• Document passage:
▼

But we know we're creating more artificial problems for ourselves!
There was no actual food supply issue. But people have panicked due to unchecked bad information and now we do have a real food supply issue, at the very worst time to have one!
Maybe if someone had said to people 'hang on that's not quite right there's plenty of food being supplied' we'd have one less problem.
I don't get this idea that "panic buying" is necessarily bad. We are moving goods from communal locations to people's homes. We aren't destroying goods. Once/if the virus does arrive in a large volume at the location we would greatly rather that people stayed at home and ate food they had stockpiled than that they then went to the grocery store. Dealing with shipping extra products now (while a very small fraction of people are infected), or just having shelves in stores be slightly bare, seems like a worthwhile tradeoff.
There are some questionable cases, like people hording years worth of toilet paper (which can cause real temporary shortages and actually significantly inconvenience people), but everyone stockpiling a months worth of food seems like a good thing.
I'm not talking about behavior that involves any form of physical violence or physically moving quickly. Such behavior is almost certainly inappropriate under any and all circumstances. Humans suck so I guess I can assume that it has happened somewhere, but that's not the behavior I've been observing.
I am talking about buying x times as much as you usually do when you go grocery shopping to build up a stockpile, including a larger supply of food that you can store for a long period of time (canned/frozen/dry goods).
Edit: And yes, it doesn't include everyone's homes. In particular it doesn't include the homes of people who didn't do this. Unless the store is literally bare it does still help those people though, because it means there are less people in the store who might transmit the virus to them.

▲

• To do:
1. Render this sentence from the panic-buying discussion in Spanish: "I am talking about buying x times as much as you usually do when you go grocery shopping to build up a stockpile, including a larger supply of food that you can store for a long period of time (canned/frozen/dry goods)."
2. Pick up the panic-buying discussion after its last sentence and carry it on.

Extracted records
▼

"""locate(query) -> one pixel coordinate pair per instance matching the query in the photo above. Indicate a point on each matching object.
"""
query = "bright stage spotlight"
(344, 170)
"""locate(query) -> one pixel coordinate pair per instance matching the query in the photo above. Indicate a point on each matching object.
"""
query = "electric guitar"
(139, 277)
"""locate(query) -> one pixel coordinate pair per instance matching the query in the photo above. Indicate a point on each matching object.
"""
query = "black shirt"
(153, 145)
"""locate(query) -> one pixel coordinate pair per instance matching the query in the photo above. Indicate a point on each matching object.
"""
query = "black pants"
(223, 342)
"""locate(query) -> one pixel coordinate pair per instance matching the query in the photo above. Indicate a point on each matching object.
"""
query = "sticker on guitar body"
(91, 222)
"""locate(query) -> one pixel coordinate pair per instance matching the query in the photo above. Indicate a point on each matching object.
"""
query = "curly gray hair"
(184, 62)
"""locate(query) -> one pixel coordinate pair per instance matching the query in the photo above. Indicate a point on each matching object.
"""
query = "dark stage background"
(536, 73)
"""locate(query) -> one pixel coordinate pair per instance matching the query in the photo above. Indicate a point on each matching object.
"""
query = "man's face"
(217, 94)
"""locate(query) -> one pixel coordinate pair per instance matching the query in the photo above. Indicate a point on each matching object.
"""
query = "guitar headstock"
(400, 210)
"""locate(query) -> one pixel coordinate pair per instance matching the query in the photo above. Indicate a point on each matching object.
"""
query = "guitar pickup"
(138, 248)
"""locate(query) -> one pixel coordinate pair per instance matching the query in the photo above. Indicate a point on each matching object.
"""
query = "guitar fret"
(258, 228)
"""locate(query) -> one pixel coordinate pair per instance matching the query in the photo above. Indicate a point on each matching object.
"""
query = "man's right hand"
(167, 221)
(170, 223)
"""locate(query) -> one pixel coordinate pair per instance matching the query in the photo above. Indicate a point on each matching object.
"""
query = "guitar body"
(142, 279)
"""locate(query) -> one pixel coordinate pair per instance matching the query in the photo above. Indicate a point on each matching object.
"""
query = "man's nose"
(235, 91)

▲

• Responses in order:
1. Me refiero a comprar x veces más de lo que sueles comprar cuando vas al supermercado, para acumular reservas, incluida una mayor provisión de alimentos que se puedan almacenar durante mucho tiempo (productos enlatados, congelados o secos).

2.
Having more food at home and therefore not needing to go out as often is good for the people that are physically and financially able to. Those that can’t - people on low or no income, homeless, elderly, disabled and sick are some of the groups that are most vulnerable to this virus. For them, other people’s panic buying has caused more than an inconvenience.
> For them, other people’s panic buying has caused more than an inconvenience.
How? What has it done to "more than inconvenience" them? Specifically what has it done to them except possibly cause them to have to buy different food today because they got a bit unlucky and the store is currently running low on what they normally eat?
On the flip side it means that when they go shopping in the future, when lots of people are sick, there will be less people at the store. This reduces their chance of infection. Do you really think the inconvenience today outweighs that benefit, even if we just look at them in isolation instead of looking at the cost/reward to society as a whole?
Panic buying also usually implies long lines of people waiting in close proximity to each other leading to additional vectors of potential infection. So yeah, no.
I'd rather long lines today when very few people are infected, than having lines tomorrow when many people are infected. We can sacrifice a little R0 when the base population of infected is small to get a smaller R0 when the base population is large.
Well a few people moved some of the goods to their homes and today when my wife went to do the shopping she phoned me in tears saying the entire vegetable section was empty. Same with the canned goods section. Same with the bread.
So... We couldn't get any of those to our home. That's kind of a problem.
There was no actual food supply issue. But people have panicked due to unchecked bad information and now we do have a real food supply issue, at the very worst time to have one!
Maybe if someone had said to people 'hang on that's not quite right there's plenty of food being supplied' we'd have one less problem.